Consegna a: Nel brano sui social network, come intende chi scrive il proprio profilo Instagram?
======== Brano ========
Prima però metto il video dell’intervento, che è la parte interessante del post. A chi non volesse sorbirsi anche il resto basta evitare di leggere quel che c’è scritto dopo.
Fortunatamente, i problemi che sto avendo io con twitter non sono quelli riportati nel video. Potrebbero esserlo? Non lo so, da un lato credo di no, non è un rischio che correrei volentieri, ma dall’altro è evidente io non abbia una percezione reale di come il mio modo di esprimermi su twitter arrivi a chi legge.
La persona che ha condiviso questo video qualche ora prima mi diceva, dopo avermi dato del troll, che mi esprimo su twitter “come fossi su un forum nel 2003”. Credo sia un commento molto centrato, quindi partirò da lì.
Io non mi sono mai posto più di tanto il problema di come si sta su un social network, quale che sia. Li ho sempre approcciati in modo molto egoistico ed egocentrico: usarli per il mio scopo alle mie regole, non curandomi più di tanto di venire compreso. Non lo dico con l’arroganza di chi crede sia l’approccio corretto, però è una cosa di cui sono consapevole e che non ho mai pensato di cambiare. Vale a tutti i livelli, ovviamente. Su Instragram, ad esempio, non metto quasi mai foto di paesaggi nè uso hashtag per catalizzare visite. Il motivo è che l’ho sempre inteso come un album di ricordi personali da condividere, che debbano parlare di me e non di quanto sia bello o interessante quel che mi sta intorno.
======== Record estratti ========
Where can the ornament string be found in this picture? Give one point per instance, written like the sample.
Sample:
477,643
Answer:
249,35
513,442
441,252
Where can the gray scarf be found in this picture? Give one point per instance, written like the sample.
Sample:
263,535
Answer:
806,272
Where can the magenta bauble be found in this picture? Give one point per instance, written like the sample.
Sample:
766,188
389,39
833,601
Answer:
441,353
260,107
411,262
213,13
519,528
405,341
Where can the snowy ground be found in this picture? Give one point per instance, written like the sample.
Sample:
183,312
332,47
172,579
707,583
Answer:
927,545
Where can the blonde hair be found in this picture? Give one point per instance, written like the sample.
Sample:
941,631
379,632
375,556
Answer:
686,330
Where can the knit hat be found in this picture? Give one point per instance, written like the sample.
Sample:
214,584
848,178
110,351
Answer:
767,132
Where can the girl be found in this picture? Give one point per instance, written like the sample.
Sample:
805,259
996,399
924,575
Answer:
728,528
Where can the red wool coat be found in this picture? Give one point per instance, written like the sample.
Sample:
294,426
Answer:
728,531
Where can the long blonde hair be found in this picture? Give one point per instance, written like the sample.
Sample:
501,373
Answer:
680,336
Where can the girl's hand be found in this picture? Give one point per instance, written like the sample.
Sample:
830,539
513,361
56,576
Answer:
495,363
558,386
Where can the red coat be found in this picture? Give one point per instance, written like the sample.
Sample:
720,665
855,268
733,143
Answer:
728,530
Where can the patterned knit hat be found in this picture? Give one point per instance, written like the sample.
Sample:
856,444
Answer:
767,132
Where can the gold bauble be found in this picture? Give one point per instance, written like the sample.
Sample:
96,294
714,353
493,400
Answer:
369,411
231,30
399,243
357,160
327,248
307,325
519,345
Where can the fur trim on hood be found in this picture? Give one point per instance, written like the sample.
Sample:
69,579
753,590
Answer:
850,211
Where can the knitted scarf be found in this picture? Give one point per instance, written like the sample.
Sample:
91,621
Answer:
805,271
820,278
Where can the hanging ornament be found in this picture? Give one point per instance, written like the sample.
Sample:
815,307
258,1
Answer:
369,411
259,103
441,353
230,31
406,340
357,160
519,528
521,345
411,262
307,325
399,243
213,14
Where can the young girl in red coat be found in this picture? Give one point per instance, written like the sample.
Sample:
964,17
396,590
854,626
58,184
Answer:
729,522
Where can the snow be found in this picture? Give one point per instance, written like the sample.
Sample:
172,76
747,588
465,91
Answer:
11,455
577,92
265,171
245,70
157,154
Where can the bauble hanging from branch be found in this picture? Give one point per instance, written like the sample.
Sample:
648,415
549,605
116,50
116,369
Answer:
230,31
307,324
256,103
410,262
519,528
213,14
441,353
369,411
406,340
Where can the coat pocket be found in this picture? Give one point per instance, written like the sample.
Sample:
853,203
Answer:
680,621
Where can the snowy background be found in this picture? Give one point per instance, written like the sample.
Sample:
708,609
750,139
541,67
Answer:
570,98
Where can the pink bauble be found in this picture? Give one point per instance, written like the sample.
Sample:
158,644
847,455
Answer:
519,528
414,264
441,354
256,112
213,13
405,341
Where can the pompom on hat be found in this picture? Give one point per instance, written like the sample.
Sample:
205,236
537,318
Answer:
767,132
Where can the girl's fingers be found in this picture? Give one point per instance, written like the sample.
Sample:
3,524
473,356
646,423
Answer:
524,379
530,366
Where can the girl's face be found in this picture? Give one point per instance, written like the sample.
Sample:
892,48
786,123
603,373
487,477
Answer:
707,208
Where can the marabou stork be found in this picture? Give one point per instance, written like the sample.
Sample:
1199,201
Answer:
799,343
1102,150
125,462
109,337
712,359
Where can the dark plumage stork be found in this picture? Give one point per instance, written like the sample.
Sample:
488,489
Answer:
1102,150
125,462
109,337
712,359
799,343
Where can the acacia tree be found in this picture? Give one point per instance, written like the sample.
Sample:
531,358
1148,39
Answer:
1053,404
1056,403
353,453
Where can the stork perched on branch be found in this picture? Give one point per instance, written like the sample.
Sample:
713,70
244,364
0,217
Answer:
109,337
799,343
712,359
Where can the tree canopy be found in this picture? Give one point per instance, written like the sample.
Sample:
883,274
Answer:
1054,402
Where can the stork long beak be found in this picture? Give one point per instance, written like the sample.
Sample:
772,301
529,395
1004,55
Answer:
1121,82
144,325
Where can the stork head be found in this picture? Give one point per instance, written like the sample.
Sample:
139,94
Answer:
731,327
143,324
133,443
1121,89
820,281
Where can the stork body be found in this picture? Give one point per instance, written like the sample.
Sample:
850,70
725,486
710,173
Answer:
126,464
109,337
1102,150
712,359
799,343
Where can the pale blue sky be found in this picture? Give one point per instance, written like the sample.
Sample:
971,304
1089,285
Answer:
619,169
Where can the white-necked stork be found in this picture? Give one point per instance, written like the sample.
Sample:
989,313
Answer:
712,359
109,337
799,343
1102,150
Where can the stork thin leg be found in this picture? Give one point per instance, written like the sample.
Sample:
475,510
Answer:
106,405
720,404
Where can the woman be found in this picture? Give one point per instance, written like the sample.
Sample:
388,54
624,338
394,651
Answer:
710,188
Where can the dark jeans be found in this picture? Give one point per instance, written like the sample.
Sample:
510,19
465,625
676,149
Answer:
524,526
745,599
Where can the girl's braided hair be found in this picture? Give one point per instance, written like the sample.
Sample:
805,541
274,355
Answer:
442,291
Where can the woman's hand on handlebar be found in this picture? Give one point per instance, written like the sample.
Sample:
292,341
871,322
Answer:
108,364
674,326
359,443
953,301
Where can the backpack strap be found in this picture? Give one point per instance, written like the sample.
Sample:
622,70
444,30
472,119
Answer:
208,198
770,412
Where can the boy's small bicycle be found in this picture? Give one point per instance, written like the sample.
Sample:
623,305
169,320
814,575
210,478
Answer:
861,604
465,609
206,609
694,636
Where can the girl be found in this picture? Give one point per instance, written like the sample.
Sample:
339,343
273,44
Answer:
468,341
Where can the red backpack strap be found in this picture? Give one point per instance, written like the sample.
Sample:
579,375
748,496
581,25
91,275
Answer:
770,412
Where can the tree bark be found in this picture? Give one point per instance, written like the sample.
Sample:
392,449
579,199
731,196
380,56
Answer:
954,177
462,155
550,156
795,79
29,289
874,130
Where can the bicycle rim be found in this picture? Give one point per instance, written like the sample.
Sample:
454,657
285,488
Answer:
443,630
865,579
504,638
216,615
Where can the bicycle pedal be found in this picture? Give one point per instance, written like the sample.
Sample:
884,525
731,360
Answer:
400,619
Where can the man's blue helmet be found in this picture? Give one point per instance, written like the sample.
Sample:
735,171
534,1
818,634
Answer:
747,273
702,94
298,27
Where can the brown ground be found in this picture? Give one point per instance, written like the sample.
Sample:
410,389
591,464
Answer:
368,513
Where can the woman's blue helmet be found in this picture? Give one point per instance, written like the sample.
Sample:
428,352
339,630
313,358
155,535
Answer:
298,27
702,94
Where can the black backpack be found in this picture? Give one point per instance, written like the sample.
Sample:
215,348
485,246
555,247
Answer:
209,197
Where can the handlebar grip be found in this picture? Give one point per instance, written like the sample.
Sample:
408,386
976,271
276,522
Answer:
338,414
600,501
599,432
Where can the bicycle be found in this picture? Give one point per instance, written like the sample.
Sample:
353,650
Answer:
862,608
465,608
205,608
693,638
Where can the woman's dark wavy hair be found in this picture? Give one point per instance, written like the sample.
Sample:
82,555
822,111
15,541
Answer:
========
Consegna b: Individua nei record tutte le righe che contengono la parola "scarf" e ricopiale.

Soluzione a: Come un album di ricordi personali da condividere.

Soluzione b:
Where can the gray scarf be found in this picture? Give one point per instance, written like the sample.
Where can the knitted scarf be found in this picture? Give one point per instance, written like the sample.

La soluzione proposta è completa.